### Extract provided
Start of Block
One claimed benefit from getting tested for HIV that I’ve often heard, and may have even taught my students at Marurani and Maji Moto primary schools back in the day, is that “only by knowing your HIV status can you protect yourself and your partners.”
Bullshit. You can do both, right now, by using a condom every time you have sex. And guess what the strategy will be if you get a positive result? Use a condom every time you have sex. Testing is really helpful for the “be faithful to one partner” prevention strategy, but it’s not necessary for self-protection. As long as condoms are on the table, there’s no benefit from testing in terms of being able to protect oneself from the virus.
This matters, because people have enough problems with perceived agency in protecting themselves from infection already, and because testing can be very expensive, if not financially, then psychologically, emotionally, socially, and in terms of time spent doing it. Few Malawians, for example, seek it out. We’re giving people another reason not to take HIV-preventive action.
End of Block
### Extracted material
Start of Block
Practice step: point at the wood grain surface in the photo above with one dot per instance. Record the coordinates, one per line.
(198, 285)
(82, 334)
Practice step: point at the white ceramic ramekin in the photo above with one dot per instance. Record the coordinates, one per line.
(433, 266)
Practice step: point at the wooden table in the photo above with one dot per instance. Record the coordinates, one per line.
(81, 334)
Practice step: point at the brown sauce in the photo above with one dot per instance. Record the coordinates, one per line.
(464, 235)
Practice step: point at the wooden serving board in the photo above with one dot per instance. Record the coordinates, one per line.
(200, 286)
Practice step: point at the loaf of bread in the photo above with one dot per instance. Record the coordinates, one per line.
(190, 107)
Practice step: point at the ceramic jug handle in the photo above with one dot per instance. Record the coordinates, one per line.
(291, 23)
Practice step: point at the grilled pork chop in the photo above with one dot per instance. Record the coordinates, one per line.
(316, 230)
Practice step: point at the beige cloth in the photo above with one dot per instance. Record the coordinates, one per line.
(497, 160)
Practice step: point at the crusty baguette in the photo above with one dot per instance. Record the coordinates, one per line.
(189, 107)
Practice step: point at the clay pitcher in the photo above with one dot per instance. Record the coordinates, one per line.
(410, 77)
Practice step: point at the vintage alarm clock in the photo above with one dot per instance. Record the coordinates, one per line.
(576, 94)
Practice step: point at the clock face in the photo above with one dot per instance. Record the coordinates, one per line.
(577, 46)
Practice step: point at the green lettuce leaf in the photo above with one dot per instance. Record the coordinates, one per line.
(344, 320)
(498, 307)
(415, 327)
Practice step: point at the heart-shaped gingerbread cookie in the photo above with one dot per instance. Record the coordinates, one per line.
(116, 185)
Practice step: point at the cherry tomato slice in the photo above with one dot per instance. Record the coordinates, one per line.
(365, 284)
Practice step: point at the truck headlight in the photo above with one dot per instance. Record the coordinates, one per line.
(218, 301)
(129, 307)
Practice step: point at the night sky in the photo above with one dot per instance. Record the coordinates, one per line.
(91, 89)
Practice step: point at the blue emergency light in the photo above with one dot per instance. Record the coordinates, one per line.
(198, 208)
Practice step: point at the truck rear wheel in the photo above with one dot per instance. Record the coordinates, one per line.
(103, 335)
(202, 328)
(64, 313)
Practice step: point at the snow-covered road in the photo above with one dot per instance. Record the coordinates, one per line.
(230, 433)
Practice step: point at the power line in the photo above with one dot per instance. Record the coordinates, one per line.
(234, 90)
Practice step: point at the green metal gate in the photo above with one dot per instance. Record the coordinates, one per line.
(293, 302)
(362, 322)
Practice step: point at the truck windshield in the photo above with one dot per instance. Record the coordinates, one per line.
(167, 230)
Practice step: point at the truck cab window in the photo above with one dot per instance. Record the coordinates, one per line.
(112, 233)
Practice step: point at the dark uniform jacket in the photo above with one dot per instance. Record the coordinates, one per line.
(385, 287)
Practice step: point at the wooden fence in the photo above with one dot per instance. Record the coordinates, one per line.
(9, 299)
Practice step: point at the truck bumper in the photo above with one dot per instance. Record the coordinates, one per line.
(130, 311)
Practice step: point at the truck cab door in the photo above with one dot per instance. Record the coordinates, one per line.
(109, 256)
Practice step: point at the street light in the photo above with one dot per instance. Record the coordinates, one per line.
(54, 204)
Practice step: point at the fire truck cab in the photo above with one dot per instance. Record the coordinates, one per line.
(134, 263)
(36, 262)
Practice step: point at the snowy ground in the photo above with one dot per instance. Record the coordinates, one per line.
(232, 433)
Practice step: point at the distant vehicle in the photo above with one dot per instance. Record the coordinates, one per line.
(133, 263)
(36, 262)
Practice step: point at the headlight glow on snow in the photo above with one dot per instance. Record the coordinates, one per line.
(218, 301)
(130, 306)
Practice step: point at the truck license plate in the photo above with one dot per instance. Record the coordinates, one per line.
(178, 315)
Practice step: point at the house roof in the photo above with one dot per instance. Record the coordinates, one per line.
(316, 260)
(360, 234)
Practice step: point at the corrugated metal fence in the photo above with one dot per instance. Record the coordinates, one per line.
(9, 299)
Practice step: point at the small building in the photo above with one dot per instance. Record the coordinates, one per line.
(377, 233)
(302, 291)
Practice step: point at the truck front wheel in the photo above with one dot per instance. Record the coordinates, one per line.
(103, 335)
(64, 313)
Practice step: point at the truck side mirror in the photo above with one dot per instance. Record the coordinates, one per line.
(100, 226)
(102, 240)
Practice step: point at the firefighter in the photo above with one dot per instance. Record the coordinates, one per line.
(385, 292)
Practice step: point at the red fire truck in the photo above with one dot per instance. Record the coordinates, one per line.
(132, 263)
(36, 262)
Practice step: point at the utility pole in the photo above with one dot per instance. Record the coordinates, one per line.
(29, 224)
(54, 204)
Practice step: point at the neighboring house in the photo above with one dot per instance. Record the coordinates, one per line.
End of Block
Start of Block
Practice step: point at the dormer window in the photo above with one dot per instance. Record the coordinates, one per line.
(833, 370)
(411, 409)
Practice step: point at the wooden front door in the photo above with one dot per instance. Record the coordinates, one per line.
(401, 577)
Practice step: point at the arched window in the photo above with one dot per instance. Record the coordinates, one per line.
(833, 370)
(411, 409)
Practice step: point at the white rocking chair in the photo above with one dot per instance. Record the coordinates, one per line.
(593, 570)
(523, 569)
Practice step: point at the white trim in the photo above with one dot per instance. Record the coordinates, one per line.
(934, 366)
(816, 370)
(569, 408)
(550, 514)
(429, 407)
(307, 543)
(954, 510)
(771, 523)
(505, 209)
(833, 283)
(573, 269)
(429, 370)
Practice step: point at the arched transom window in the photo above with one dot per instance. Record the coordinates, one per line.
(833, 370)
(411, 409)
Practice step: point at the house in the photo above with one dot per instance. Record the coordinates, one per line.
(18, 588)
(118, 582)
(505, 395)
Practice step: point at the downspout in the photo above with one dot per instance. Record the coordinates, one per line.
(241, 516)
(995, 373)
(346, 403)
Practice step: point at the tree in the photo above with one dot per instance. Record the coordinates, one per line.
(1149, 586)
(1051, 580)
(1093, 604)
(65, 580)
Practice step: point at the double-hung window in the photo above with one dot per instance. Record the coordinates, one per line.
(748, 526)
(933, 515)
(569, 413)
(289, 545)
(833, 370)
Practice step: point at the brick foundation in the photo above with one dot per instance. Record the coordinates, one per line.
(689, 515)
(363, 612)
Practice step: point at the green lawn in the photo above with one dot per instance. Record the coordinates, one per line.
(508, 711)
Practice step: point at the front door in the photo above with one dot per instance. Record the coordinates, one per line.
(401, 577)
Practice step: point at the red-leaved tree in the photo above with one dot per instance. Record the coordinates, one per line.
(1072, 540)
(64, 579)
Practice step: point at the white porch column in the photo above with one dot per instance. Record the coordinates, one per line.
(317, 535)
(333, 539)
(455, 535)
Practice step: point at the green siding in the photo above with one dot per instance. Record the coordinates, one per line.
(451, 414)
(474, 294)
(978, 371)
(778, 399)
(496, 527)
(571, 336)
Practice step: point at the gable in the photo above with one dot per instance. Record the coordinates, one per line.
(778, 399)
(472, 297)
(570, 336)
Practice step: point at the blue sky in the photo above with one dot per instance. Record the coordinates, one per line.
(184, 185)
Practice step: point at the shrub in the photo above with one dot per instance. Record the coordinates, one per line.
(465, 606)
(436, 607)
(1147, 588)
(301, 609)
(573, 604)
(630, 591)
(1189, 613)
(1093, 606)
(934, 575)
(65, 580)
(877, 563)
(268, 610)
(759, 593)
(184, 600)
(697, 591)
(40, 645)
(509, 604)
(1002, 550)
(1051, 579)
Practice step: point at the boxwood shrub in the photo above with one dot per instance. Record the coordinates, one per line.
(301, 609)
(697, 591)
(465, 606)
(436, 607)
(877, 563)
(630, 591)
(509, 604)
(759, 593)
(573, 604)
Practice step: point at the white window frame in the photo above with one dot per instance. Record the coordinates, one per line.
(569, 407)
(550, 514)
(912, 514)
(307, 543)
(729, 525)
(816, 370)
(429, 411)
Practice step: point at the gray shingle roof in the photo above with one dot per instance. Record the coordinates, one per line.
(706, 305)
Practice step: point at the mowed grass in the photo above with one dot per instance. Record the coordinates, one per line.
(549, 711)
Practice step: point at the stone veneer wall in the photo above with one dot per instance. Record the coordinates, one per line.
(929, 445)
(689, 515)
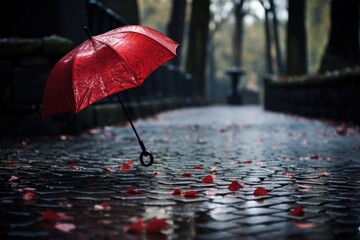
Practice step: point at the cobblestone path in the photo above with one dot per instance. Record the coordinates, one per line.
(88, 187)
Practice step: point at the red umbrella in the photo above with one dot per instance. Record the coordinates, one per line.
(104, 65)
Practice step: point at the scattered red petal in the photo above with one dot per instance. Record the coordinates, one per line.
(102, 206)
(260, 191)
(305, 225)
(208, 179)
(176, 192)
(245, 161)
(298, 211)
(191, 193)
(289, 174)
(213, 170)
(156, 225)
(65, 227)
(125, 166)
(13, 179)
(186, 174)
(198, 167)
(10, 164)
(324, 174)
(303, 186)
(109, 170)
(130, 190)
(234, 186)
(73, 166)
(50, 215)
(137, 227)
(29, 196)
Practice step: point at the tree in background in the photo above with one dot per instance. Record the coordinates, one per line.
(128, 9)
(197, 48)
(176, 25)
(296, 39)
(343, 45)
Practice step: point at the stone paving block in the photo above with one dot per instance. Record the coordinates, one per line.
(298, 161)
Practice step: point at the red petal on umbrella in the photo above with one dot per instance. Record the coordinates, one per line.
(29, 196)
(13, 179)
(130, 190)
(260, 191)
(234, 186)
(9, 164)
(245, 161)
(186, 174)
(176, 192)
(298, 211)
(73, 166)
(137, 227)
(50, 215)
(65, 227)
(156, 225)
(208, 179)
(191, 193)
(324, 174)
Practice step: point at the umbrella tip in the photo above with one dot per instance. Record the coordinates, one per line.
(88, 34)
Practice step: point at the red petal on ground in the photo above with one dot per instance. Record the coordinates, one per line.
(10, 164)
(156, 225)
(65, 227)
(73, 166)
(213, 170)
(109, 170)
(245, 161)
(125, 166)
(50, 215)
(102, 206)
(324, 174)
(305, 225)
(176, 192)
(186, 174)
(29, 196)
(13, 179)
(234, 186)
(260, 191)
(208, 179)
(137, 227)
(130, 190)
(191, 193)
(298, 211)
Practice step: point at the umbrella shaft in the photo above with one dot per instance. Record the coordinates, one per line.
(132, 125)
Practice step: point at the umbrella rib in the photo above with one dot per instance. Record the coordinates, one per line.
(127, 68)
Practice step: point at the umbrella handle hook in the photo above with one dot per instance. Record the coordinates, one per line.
End of Block
Start of Block
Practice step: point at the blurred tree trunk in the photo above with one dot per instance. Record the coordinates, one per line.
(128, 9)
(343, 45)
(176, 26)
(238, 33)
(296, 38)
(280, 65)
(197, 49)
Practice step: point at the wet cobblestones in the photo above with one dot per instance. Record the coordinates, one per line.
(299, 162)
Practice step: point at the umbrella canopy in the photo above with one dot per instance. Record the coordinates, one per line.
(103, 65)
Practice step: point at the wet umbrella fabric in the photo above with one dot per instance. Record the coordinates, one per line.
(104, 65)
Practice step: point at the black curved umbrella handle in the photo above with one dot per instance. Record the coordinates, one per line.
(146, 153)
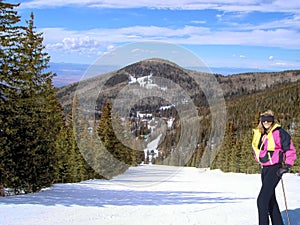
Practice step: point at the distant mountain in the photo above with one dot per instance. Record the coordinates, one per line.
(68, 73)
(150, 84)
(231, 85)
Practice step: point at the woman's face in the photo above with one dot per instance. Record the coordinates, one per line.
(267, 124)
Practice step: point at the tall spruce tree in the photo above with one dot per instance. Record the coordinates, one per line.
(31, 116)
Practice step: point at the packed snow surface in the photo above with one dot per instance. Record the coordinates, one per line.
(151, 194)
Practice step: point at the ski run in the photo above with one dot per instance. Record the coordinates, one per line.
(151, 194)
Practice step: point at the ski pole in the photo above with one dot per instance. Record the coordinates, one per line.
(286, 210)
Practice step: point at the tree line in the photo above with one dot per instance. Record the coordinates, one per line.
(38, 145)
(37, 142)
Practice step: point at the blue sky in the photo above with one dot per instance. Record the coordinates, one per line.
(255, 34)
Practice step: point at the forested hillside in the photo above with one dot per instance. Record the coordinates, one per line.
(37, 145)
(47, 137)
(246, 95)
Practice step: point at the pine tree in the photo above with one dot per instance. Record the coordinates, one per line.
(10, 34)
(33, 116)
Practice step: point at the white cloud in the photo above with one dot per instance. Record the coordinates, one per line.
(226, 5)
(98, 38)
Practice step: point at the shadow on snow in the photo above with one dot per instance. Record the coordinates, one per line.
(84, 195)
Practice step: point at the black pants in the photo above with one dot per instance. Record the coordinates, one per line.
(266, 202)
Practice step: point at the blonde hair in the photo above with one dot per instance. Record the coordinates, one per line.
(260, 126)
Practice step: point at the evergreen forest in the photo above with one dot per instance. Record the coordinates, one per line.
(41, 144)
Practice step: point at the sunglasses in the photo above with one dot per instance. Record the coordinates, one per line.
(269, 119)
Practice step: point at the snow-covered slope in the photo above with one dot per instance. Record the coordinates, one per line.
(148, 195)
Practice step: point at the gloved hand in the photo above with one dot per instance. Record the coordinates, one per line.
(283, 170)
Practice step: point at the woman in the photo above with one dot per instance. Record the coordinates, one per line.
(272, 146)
End of Block
### Work instruction A
Answer these questions from the passage on HIV testing, one line each:
(i) At which primary schools did the writer teach?
(ii) For which prevention strategy does the passage say testing is really helpful?
(iii) Few people of which country are said to seek out testing?
### Work instruction B
Continue the passage on HIV testing, starting after its last sentence.

### Exercise response A
(i) Marurani and Maji Moto primary schools.
(ii) The "be faithful to one partner" prevention strategy.
(iii) Malawi.

### Exercise response B
On the other side, policymakers generally assume that telling people their test results will translate into people knowing and believing their true status. I’m increasingly dubious. A friend of mine sat in on some result deliveries (I am not sure why this was allowed, and so will not name names) and they* told me they saw 7 people learn their status. 2 tested positive, and calmly accepted the result (at least outwardly). 5 were negative, and most of these were shocked and incredulous: “No – I must have HIV! I’m so sick!”
Doubt in test results is actually right in line with my own initial work on people’s HIV prevention choices in the face of massive perceived infection risk. I’m currently playing with extensions to that paper that explicitly incorporate disbelief in tests.
*Yes, I’m using “they” in the gender-neutral pronoun sense that dates back to the origins of the English language. Take that, historically myopic grammarians!